Entries supplied start

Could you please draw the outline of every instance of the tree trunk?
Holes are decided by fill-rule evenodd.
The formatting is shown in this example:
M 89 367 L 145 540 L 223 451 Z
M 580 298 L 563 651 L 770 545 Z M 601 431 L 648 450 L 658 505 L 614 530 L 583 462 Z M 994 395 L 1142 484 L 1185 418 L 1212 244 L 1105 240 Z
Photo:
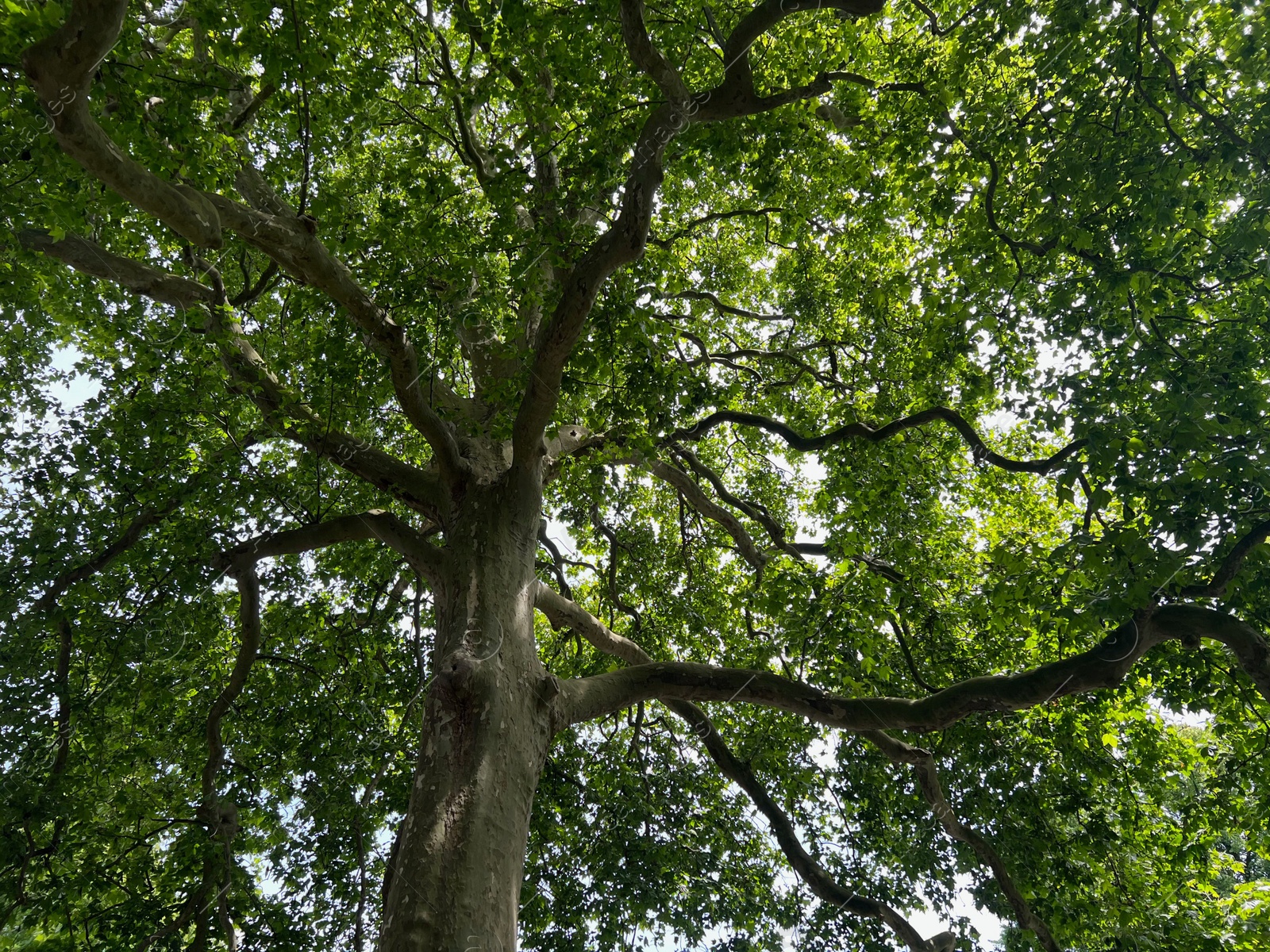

Entries supplied end

- Exercise instructions: Render the data above as a Markdown table with the columns Row and Line, one numbered row for each line, skipping blank lines and leaving the pictures out.

- Full response:
| Row | Line |
|---|---|
| 1 | Could you please draw the outline of every instance of the tree trunk? |
| 2 | Holes are decided by fill-rule evenodd. |
| 3 | The formatting is shown in this example: |
| 4 | M 89 367 L 145 540 L 223 451 Z |
| 5 | M 580 298 L 563 651 L 770 545 Z M 601 431 L 648 450 L 658 505 L 614 530 L 583 462 Z M 994 395 L 1142 484 L 1185 418 L 1212 244 L 1105 240 Z |
| 6 | Photo: |